• **YOUR TASKS**:
A. According to the entropy coding text, which scans may be applied in an embodiment?
B. Does the entropy coding text agree with each statement? (i) Context-based adaptive variable length coding may be used as the variable length coding. (ii) Context initialization is determined by the slice type alone. (iii) In variable length coding, frequently occurring symbols are given longer codewords.
C. How would the entropy coding text go on? Resume it after its final sentence.

• **TEXT SHOWN**:
The quantized transform coefficients in the form of a two-dimensional array may be rearranged into a one-dimensional array for entropy coding. In relation to methods for scanning a quantized transform coefficient, the size of a transform block and an intra-picture prediction mode may determine which scanning method is used. In an embodiment, diagonal, vertical, and horizontal scans may be applied. This scan information may be signaled on a block-by-block basis, and may be derived based on predetermined rules.

The entropy coding unit 160 generates a video signal bitstream by entropy coding information indicating a quantized transform coefficient, intra encoding information, and inter encoding information. The entropy coding unit 160 may use variable length coding (VLC) and arithmetic coding. The variable length coding (VLC) is a technique of transforming input symbols into consecutive codewords, wherein the length of the codewords is variable. For example, frequently occurring symbols are represented by shorter codewords, while less frequently occurring symbols are represented by longer codewords. As the variable length coding, context-based adaptive variable length coding (CAVLC) may be used. The arithmetic coding uses the probability distribution of each data symbol to transform consecutive data symbols into a single decimal number. The arithmetic coding allows acquisition of the optimal decimal bits needed to represent each symbol. As the arithmetic coding, context-based adaptive binary arithmetic coding (CABAC) may be used.

CABAC is a binary arithmetic coding technique using multiple context models generated based on probabilities obtained from experiments. First, when symbols are not in binary form, the encoder binarizes each symbol by using exp-Golomb, etc. The binarized value, 0 or 1, may be described as a bin. A CABAC initialization process is divided into context initialization and arithmetic coding initialization. The context initialization is the process of initializing the probability of occurrence of each symbol, and is determined by the type of symbol, a quantization parameter (QP), and slice type (I, P, or B). A context model having the initialization information may use a probability-based value obtained through an experiment. The context model provides information about the probability of occurrence of Least Probable Symbol (LPS) or Most Probable Symbol (MPS) for a symbol to be currently coded and about which of bin values 0 and 1 corresponds to the MPS (valMPS). One of multiple context models is selected via a context index (ctxIdx), and the context index may be derived from information in a current block to be encoded or from information about neighboring blocks. Initialization for binary arithmetic coding is performed based on a probability model selected from the context models. In the binary arithmetic coding, encoding is performed through the process in which division into probability intervals is made through the probability of occurrence of 0 and 1, and then a probability interval corresponding to a bin to be processed becomes the entire probability interval for the next bin to be processed. Information about a position within the last bin in which the last bin has been processed is output. However, the probability interval cannot be divided indefinitely, and thus, when the probability interval is reduced to a certain size, a renormalization process is performed to widen the probability interval and the corresponding position information is output. In addition, after each bin is processed, a probability update process may be performed, wherein information about a processed bin is used to set a new probability for the next to be processed.

• **ROWS**:
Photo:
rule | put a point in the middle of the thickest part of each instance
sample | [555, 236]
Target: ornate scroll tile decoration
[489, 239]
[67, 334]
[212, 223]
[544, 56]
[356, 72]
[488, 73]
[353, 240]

• **REPLIES**:
A. Diagonal, vertical, and horizontal scans.

B.
(i) Yes: "As the variable length coding, context-based adaptive variable length coding (CAVLC) may be used."
(ii) No: "is determined by the type of symbol, a quantization parameter (QP), and slice type (I, P, or B)."
(iii) No: "frequently occurring symbols are represented by shorter codewords, while less frequently occurring symbols are represented by longer codewords."

C.
The generated bitstream is encapsulated in network abstraction layer (NAL) unit as basic units. The NAL units are classified into video a coding layer (VCL) NAL unit, which includes video data, and a non-VCL NAL unit, which includes parameter information for decoding video data. There are various types of VCL or non-VCL NAL units. A NAL unit includes NAL header information and raw byte sequence payload (RBSP) which is data. The NAL header information includes summary information about the RBSP. The RBSP of a VCL NAL unit includes an integer number of encoded coding tree units. In order to decode a bitstream in a video decoder, it is necessary to separate the bitstream into NAL units and then decode each of the separate NAL units. Information required for decoding a video signal bitstream may be included in a picture parameter set (PPS), a sequence parameter set (SPS), a video parameter set (VPS), etc., and transmitted.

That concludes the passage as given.